## Excerpted records
*-*-*
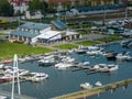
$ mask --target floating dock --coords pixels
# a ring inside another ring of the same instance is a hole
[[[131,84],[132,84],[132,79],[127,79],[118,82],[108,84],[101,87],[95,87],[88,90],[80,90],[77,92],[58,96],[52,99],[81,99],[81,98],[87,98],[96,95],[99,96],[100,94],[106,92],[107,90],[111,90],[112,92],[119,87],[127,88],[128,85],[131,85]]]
*-*-*
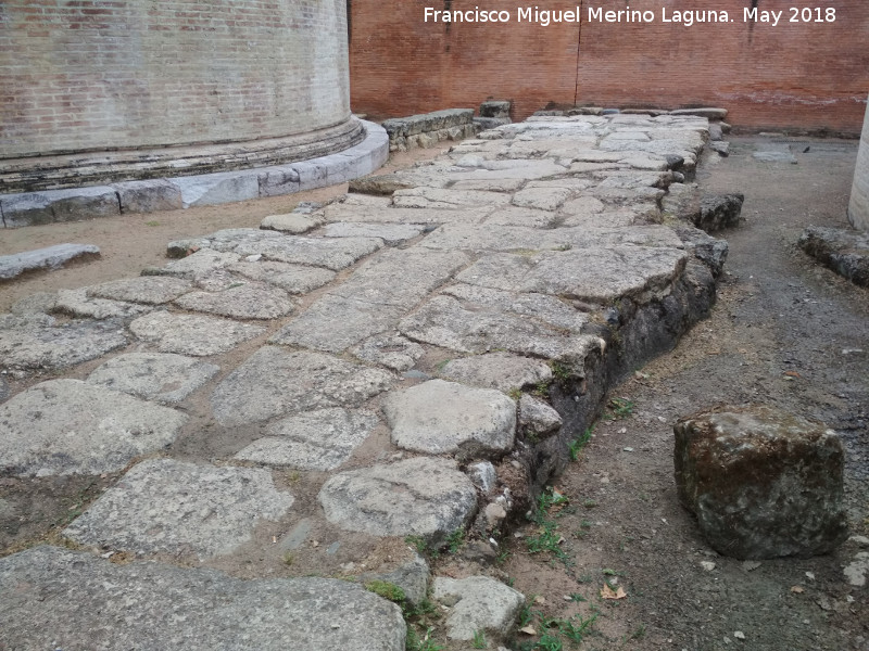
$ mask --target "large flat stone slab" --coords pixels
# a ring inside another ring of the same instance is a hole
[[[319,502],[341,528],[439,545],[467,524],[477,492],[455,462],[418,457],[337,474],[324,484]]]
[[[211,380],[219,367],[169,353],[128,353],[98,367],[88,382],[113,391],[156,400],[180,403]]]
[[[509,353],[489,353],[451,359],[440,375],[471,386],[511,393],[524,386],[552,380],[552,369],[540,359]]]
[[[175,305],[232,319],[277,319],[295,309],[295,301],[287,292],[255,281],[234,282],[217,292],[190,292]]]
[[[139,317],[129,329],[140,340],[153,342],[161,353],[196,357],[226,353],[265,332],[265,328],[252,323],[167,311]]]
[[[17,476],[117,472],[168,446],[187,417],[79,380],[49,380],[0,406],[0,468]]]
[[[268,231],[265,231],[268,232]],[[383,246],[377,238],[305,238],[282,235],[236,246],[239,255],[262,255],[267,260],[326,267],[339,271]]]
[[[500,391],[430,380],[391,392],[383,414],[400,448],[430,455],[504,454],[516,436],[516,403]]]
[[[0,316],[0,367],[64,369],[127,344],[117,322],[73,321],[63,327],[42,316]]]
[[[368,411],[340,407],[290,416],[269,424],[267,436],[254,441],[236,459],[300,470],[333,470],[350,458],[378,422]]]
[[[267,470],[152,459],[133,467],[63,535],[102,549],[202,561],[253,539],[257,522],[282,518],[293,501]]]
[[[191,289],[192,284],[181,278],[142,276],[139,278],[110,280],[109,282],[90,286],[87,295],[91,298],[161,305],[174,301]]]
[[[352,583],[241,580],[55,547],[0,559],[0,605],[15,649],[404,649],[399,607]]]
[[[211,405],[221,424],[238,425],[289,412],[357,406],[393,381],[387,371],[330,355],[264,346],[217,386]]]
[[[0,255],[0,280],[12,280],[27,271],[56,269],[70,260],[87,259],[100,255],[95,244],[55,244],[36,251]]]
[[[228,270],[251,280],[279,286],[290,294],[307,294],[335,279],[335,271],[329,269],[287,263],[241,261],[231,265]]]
*-*-*
Gather every line in the items above that contains the string "pixels". Case counts.

$ mask --target floating dock --coords pixels
$ mask --target "large flat stone slab" --coords pixels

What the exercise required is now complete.